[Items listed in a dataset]
--------------------------------
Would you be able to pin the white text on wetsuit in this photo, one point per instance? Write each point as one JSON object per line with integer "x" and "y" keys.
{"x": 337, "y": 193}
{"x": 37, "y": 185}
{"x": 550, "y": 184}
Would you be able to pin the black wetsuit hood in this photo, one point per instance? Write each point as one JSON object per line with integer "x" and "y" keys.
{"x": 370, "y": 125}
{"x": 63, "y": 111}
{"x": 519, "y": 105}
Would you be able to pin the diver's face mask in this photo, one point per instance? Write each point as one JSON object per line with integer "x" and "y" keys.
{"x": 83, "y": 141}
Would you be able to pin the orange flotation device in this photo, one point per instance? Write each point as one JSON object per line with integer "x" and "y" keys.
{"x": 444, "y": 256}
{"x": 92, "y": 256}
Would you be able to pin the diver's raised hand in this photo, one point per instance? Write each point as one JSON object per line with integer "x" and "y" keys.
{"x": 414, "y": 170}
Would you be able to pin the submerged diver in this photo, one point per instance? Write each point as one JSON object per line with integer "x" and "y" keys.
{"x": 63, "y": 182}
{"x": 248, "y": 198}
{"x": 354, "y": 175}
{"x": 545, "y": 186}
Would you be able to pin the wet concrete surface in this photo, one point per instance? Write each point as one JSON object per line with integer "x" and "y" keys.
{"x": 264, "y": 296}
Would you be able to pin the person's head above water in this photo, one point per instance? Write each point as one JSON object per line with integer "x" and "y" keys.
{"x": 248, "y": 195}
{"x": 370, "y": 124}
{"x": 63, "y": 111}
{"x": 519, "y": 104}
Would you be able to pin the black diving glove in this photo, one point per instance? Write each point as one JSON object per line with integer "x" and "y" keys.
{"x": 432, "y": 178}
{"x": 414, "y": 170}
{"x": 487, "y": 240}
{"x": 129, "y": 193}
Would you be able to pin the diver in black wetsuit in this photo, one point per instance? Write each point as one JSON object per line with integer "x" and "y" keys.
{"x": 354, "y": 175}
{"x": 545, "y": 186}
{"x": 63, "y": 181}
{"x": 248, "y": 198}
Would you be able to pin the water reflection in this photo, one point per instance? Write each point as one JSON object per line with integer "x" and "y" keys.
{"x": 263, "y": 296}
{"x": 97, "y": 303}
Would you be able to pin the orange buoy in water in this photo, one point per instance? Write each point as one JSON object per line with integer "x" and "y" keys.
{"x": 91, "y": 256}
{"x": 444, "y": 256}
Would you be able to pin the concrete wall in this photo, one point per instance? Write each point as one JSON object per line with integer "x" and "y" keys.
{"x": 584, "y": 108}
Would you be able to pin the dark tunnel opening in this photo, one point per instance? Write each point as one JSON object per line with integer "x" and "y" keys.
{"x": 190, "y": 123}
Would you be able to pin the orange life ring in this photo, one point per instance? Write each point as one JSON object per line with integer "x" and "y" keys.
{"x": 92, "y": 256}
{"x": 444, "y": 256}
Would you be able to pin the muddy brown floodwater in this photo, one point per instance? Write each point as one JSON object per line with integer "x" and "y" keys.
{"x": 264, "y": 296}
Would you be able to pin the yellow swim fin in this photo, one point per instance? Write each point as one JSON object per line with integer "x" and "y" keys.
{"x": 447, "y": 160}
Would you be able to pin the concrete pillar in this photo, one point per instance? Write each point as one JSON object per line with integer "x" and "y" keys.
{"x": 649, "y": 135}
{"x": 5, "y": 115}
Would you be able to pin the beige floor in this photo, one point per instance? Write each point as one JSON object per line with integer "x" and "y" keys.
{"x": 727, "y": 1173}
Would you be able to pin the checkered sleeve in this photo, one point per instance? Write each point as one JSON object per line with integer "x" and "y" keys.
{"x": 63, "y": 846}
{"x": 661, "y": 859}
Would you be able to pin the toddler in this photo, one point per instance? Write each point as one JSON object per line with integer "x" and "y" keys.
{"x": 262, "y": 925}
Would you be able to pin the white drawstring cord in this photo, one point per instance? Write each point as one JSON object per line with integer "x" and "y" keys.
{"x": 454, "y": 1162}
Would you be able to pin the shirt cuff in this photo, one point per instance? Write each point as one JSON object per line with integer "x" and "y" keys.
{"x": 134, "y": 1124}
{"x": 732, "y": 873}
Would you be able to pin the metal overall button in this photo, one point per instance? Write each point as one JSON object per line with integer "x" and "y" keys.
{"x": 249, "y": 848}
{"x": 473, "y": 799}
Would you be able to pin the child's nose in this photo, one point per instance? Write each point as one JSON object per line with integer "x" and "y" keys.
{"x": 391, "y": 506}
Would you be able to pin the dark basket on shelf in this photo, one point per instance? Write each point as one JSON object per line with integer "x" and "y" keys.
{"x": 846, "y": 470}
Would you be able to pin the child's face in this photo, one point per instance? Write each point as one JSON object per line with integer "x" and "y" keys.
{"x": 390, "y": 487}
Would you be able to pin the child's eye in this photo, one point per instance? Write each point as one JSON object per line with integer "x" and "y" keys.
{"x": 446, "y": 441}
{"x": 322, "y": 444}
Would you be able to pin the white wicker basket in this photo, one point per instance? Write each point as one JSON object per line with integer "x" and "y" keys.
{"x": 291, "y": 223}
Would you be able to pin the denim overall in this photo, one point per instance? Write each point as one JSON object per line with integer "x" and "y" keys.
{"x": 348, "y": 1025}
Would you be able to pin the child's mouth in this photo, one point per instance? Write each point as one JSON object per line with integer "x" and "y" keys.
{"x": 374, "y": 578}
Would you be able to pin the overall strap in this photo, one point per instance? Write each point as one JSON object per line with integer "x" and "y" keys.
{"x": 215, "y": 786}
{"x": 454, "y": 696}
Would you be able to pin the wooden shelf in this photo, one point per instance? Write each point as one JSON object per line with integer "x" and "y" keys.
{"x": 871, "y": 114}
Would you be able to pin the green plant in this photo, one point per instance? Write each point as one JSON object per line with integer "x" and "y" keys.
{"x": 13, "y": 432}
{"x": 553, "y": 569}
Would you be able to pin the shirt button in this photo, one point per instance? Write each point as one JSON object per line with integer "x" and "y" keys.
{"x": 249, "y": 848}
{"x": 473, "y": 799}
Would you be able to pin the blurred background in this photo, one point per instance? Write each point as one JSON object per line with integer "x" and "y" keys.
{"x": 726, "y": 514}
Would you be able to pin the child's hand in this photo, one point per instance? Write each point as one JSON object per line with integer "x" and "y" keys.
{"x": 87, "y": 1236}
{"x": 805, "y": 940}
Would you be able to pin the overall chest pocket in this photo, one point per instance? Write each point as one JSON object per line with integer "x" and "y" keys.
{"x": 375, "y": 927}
--------------------------------
- [PROBLEM STATEMENT]
Reproduce all of the material above line for line, without changing anything.

- [RESPONSE]
Would you be able to pin the white text on wetsuit in this photo, one point per instance? Write each point as one JSON object per line with integer "x" and "y" keys.
{"x": 337, "y": 193}
{"x": 37, "y": 185}
{"x": 550, "y": 184}
Would you be able to pin the black wetsuit hood in this photo, one point per instance? Write each point as one JSON object per line with integer "x" and "y" keys.
{"x": 370, "y": 125}
{"x": 63, "y": 111}
{"x": 519, "y": 105}
Would you be able to pin the diver's face mask in this photo, one point per instance? Write each point as one JSON object per line with integer "x" and "y" keys.
{"x": 83, "y": 141}
Would you be able to pin the orange flotation device in this photo, one point per instance? Write each point as one JSON object per line with integer "x" and "y" keys.
{"x": 444, "y": 256}
{"x": 92, "y": 256}
Would you be able to pin the diver's raised hand in this photo, one point per instance? Write each point as one JSON object per line with integer "x" and "y" keys.
{"x": 414, "y": 170}
Would you be able to pin the submerged diver in this photo, one point per instance? Write each point as one JSON object per line with integer "x" and "y" keys.
{"x": 63, "y": 182}
{"x": 248, "y": 198}
{"x": 354, "y": 175}
{"x": 545, "y": 186}
Would you be able to pin the wet concrete surface in this photo, one point per instance? Write each point as one JSON object per line with integer "x" and "y" keys.
{"x": 264, "y": 296}
Would you be able to pin the person's head above water in this photo, one point per instance? Write each point as one JSON object per line with integer "x" and "y" keys.
{"x": 248, "y": 195}
{"x": 370, "y": 124}
{"x": 63, "y": 111}
{"x": 519, "y": 104}
Would you be able to pin the black diving glove in this photo, one point per instance? Write each point as one JSON object per line with integer "x" and "y" keys.
{"x": 432, "y": 178}
{"x": 414, "y": 170}
{"x": 487, "y": 240}
{"x": 129, "y": 193}
Would you be able to pin the diver in black wetsuit in this photo, one point per instance? Write each point as one JSON object per line with integer "x" and "y" keys.
{"x": 354, "y": 175}
{"x": 545, "y": 186}
{"x": 63, "y": 181}
{"x": 248, "y": 198}
Would you be able to pin the water reflection in this photo, one point per instance? Write each point as one JSON object per line with integer "x" and "y" keys.
{"x": 263, "y": 296}
{"x": 97, "y": 303}
Would you be able to pin the orange buoy in water in this photo, one point per instance? Write each point as one JSON object per line with integer "x" and "y" keys.
{"x": 91, "y": 256}
{"x": 444, "y": 256}
Would you be able to pin the concrete wall in this photo, one point per instance? Write each point as one JSON object per line with integer "x" and "y" keys.
{"x": 584, "y": 108}
Would you be able to pin the dark tunnel opening in this photo, one point per instance? Write each point as one JSON object per line with integer "x" and "y" keys.
{"x": 190, "y": 123}
Would you be able to pin the orange life ring in this photo, one point per instance? Write each point as one JSON object per line with integer "x" and "y" keys.
{"x": 92, "y": 256}
{"x": 444, "y": 256}
Would you be able to pin the muddy brown floodwater in this photo, one point per instance? Write each point as one JSON object per line with integer "x" and "y" keys.
{"x": 264, "y": 296}
Would you be able to pin the yellow swim fin in this photo, one point per instance? Write each point as one JSON object per line with integer "x" and "y" keys.
{"x": 447, "y": 160}
Would you be able to pin the concrete pillar in this photo, one point per instance? Write each point as one JSON object per line with integer "x" and "y" keys.
{"x": 649, "y": 135}
{"x": 5, "y": 115}
Would you be able to pin the beige floor in this photo, one point per instance? Write each point as one JSON object per line with integer "x" and "y" keys.
{"x": 727, "y": 1173}
Would you be able to pin the checkered sleeve in this photo, one point per instance? Write each point as one JSON object per line with integer "x" and "y" keys.
{"x": 63, "y": 846}
{"x": 661, "y": 859}
Would you be able to pin the toddler in this photo, one point per instance? Write each point as one JSON object per line with integer "x" and "y" keys.
{"x": 262, "y": 925}
Would you be able to pin the white drawstring cord in this photo, one point per instance? Write each point as one JSON object per line with integer "x" and "y" keys.
{"x": 454, "y": 1162}
Would you be able to pin the shirt cuff in this photo, one point per instance? Write each point as one JSON object per line with integer "x" and "y" keys.
{"x": 134, "y": 1124}
{"x": 732, "y": 873}
Would you be able to pin the metal overall button in this photo, one point per instance? Write each point as one JSON object per line with integer "x" and "y" keys.
{"x": 249, "y": 848}
{"x": 473, "y": 799}
Would you be able to pin the child's nose in this photo, one point per instance? Write each point as one JSON object per line with integer "x" and "y" keys.
{"x": 391, "y": 506}
Would you be able to pin the dark basket on shelf in this photo, one point per instance? Write each point as one JSON object per line with integer "x" and "y" keys.
{"x": 846, "y": 470}
Would you be able to pin the child's face in this photo, one point per instance? Write each point as one JSON object per line with integer "x" and "y" keys.
{"x": 390, "y": 487}
Would you be able to pin the child's eye in this photo, one point per instance? Write each point as one JSON object per line with integer "x" and "y" keys.
{"x": 446, "y": 441}
{"x": 322, "y": 444}
Would you be able to pin the white wicker basket in this photo, one point per instance? Write each point as one JSON object per line with integer "x" and "y" keys.
{"x": 291, "y": 223}
Would you be able to pin the denim overall in this photo, one point per instance? Write each point as one JSON object per line with integer "x" and "y" keys.
{"x": 348, "y": 1025}
Would you be able to pin the child's mouth in this photo, one point per instance? Write each point as one JSON object per line with integer "x" and "y" keys.
{"x": 374, "y": 578}
Would you be able to pin the overall strap in this photo, one point per instance? Write each point as one JSON object per line with integer "x" and "y" keys.
{"x": 215, "y": 786}
{"x": 454, "y": 696}
Would you be able to pin the wooden shelf in this photo, one point per instance? Write each point as one JSON object per line with integer "x" and "y" keys.
{"x": 871, "y": 114}
Would you be able to pin the green plant in this photo, one point per instance? Write each point as one JSON object per line with integer "x" and "y" keys.
{"x": 13, "y": 432}
{"x": 553, "y": 569}
Would you be able to pin the shirt button in this photo, one point per instance? Write each point as one JSON object per line with integer "x" and "y" keys.
{"x": 249, "y": 848}
{"x": 473, "y": 799}
Would you be able to pin the blurred background in this photo, one point per instance? Write each point as one JSON object per line with integer "x" and "y" keys.
{"x": 726, "y": 514}
Would you be able to pin the child's hand in this photo, one point per instance? Write each point as one JSON object per line with integer "x" and "y" keys.
{"x": 87, "y": 1236}
{"x": 805, "y": 940}
Would you be able to pin the overall chest pocket in this photo, one point per instance? Write each point as one JSON object per line with integer "x" and "y" keys.
{"x": 375, "y": 927}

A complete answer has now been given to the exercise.